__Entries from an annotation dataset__
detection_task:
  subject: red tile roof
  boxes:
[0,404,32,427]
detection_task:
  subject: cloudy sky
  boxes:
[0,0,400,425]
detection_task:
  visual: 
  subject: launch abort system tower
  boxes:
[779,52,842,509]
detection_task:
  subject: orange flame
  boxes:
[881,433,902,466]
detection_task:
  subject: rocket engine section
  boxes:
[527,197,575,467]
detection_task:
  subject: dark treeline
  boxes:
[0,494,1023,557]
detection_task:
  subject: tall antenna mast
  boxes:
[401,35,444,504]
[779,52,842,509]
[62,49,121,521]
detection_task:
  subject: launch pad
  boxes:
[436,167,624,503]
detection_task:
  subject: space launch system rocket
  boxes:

__STATED EXERCISE__
Render every line of the material above as a Markdown table with the columns Row and Line, omitting blank lines.

__SOLUTION TO THE PROBLEM__
| Row | Line |
|---|---|
| 1 | detection_task: |
| 2 |   subject: red tile roof |
| 3 |   boxes: |
| 4 | [0,404,32,427] |
| 5 | detection_task: |
| 6 |   subject: cloudy sky |
| 7 |   boxes: |
| 8 | [0,0,400,425] |
| 9 | detection_task: |
| 10 |   visual:  |
| 11 |   subject: launch abort system tower |
| 12 |   boxes: |
| 13 | [779,52,842,509] |
| 14 | detection_task: |
| 15 |   subject: orange flame |
| 16 |   boxes: |
| 17 | [881,433,902,466] |
| 18 | detection_task: |
| 19 |   subject: rocket engine section |
| 20 |   boxes: |
| 21 | [527,197,575,467] |
| 22 | detection_task: |
| 23 |   subject: dark treeline |
| 24 |   boxes: |
| 25 | [0,494,1023,557] |
| 26 | detection_task: |
| 27 |   subject: tall antenna mast |
| 28 |   boxes: |
| 29 | [401,35,444,504] |
| 30 | [779,52,842,509] |
| 31 | [62,49,121,521] |
| 32 | detection_task: |
| 33 |   subject: launch pad |
| 34 |   boxes: |
| 35 | [436,167,624,503] |
| 36 | detection_task: |
| 37 |   subject: space launch system rocket |
| 38 |   boxes: |